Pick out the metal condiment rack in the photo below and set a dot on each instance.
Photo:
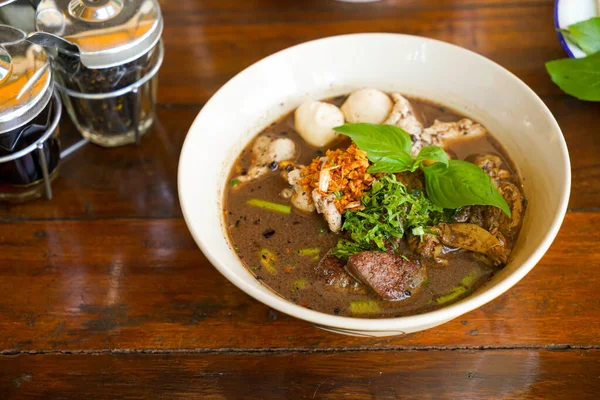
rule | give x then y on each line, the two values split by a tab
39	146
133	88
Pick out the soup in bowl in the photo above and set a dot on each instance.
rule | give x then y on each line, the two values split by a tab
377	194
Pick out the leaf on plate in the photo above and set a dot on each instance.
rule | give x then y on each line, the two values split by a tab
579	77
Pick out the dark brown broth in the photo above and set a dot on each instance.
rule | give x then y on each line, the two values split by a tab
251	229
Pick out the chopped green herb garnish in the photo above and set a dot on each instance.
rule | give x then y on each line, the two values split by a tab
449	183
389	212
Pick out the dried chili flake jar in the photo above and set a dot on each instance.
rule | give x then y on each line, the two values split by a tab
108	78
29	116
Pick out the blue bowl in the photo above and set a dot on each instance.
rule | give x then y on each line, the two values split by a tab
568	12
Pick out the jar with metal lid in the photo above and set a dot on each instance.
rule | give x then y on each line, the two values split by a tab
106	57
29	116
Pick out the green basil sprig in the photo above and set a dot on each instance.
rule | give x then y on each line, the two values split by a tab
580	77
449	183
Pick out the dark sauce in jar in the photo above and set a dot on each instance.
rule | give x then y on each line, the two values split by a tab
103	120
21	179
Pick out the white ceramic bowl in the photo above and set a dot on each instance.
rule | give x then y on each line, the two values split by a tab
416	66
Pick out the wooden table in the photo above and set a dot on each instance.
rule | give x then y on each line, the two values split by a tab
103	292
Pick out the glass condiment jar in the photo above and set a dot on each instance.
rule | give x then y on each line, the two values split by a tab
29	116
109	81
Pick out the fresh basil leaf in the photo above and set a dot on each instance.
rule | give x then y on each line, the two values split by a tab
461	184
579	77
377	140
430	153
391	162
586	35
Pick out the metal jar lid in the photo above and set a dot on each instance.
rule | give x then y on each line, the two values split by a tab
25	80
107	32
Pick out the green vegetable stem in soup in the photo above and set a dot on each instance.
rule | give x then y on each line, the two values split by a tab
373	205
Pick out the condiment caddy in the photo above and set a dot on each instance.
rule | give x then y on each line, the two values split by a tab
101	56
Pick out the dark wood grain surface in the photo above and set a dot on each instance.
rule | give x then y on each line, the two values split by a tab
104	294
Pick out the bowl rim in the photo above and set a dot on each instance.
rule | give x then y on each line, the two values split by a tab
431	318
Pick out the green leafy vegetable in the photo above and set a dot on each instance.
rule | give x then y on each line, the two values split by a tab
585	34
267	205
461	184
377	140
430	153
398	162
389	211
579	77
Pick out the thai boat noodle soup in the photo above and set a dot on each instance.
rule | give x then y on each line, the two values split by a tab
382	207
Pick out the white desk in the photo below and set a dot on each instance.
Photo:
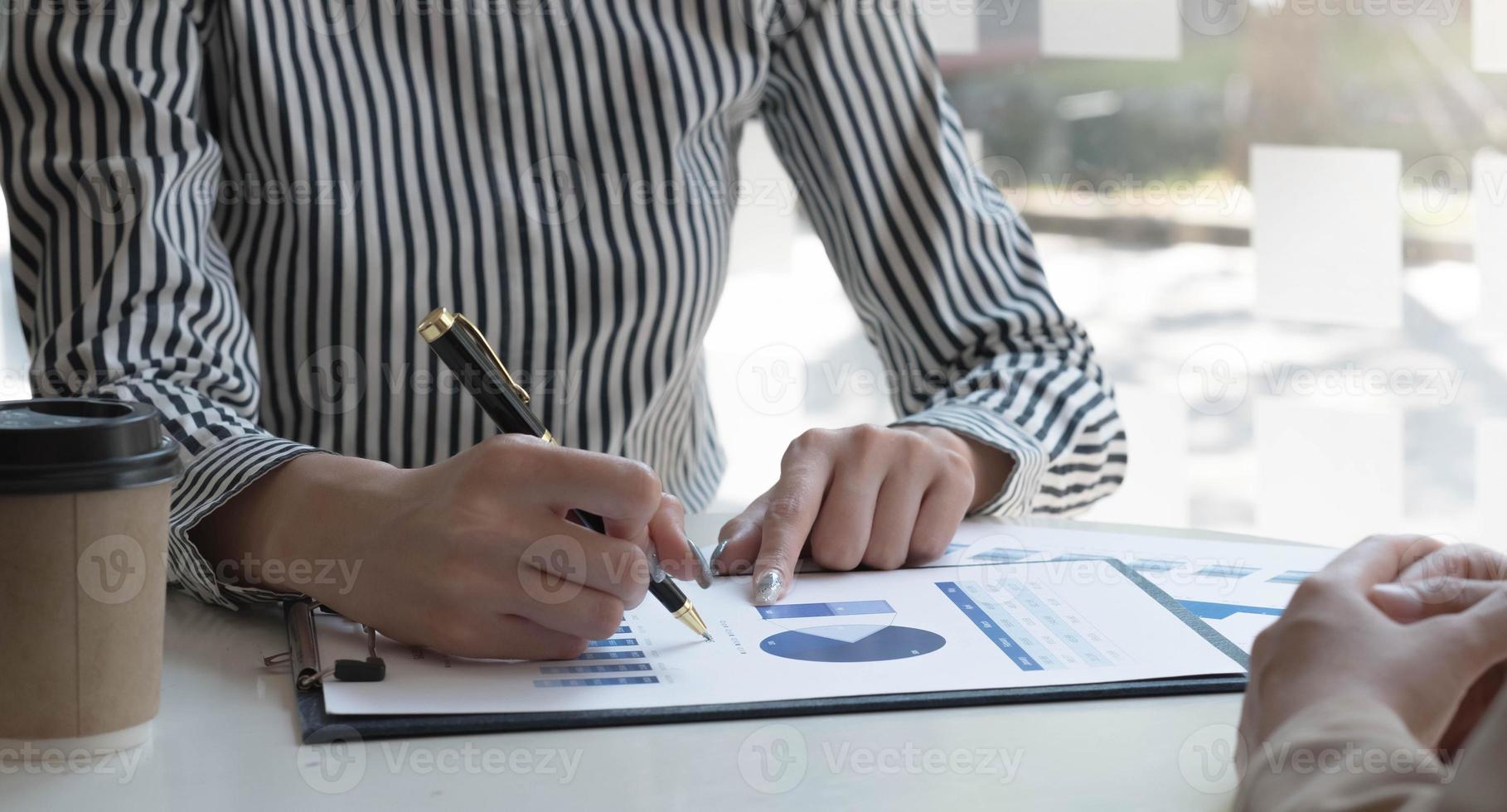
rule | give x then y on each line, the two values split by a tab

═══

▶ _PROBLEM STATEMENT_: Please rewrite all the rows above, replacing "set a dot" with "place a point" and leaving everything else unchanged. Omit the pictures from your answer.

▶ _EXERCISE SOLUTION_:
Pick out the metal condiment rack in the photo below and place a point on each instance.
Photo:
rule | give x then y on each line, the two values split by a tab
39	146
133	88
Pick out the soup in bowl in the photo above and place a point on each instance.
rule | give x then y on each line, the two values split by a tab
377	194
Pick out the leaf on plate in the photo above and place a point on each instance.
rule | give x then y on each line, the two values split by a tab
579	77
Pick out the dark brown broth in the photo above and place a point on each instance.
rule | give x then y on each line, the two values split by a tab
251	229
Pick out the chopped green herb garnish in the photo above and place a point on each instance.
rule | give x then y on each line, the two values split by a tab
449	183
389	212
Pick out the dried chili flake jar in the photo above and place a point on each instance.
rule | give x then y on each line, the two values split by a tab
108	78
29	116
Pick out the blue bowl in the photo above and place a point on each instance.
rule | give x then y on each line, the two values split by a tab
568	12
Pick out the jar with metal lid in the photo above and place a point on each instance.
rule | give x then y on each line, the two values split by a tab
106	57
29	116
Pick out the green basil sprig in the photo above and place a point on each instance.
rule | give x then y on each line, the two values split by a tab
580	77
449	183
Pick out the dark sauce in jar in the photo above and place a point on each instance.
rule | give x then y on each line, the two values split by a tab
103	120
21	179
Pick out the white ceramic bowl in the photo above and place a point on each instance.
rule | give x then y on each line, the two values split by a tab
416	66
Pick out the wooden table in the photo above and place a point on each instance.
rule | give x then y on each line, the two values split by a tab
103	292
Pick out the glass condiment jar in the photo above and place a point on each instance.
rule | give x then y on each line, the two values split by a tab
29	116
109	81
Pick out the fresh basil leaf in the photo above and place a point on each instance.
rule | give x then y on each line, the two values split by a tab
461	184
579	77
377	140
430	153
391	162
586	35
Pick out the metal jar lid in the photo above and place a point on each instance.
rule | give x then y on each line, the two values split by a tab
25	80
107	32
Pick out the green vegetable stem in soup in the photo above and place a point on each instance.
rule | give x then y on each line, the two values split by a tab
373	205
Pick out the condiment caddy in the photo above and place a point on each instance.
rule | give x then y on each line, the two values split by a tab
101	56
Pick out the dark wood grain surface in the photo above and place a point on each instance.
rule | give x then y on each line, the two values split by a tab
104	294
Pick out the bowl rim in the photo above and place a point on each instance.
rule | give x then y on each line, the two values split by a tab
431	318
Pick out the green leafy vegetable in the photo above and place a point on each instance.
rule | give x then y on each line, the two values split by a tab
585	34
267	205
461	184
377	140
430	153
398	162
389	211
579	77
Pick out the thai boat noodle soup in the photo above and place a point on each instance.
rule | give x then y on each line, the two values split by a tab
382	207
Pick out the white desk in the photo below and place a point on each instance.
Photo:
rule | give x then y on each line, the two values split by a tab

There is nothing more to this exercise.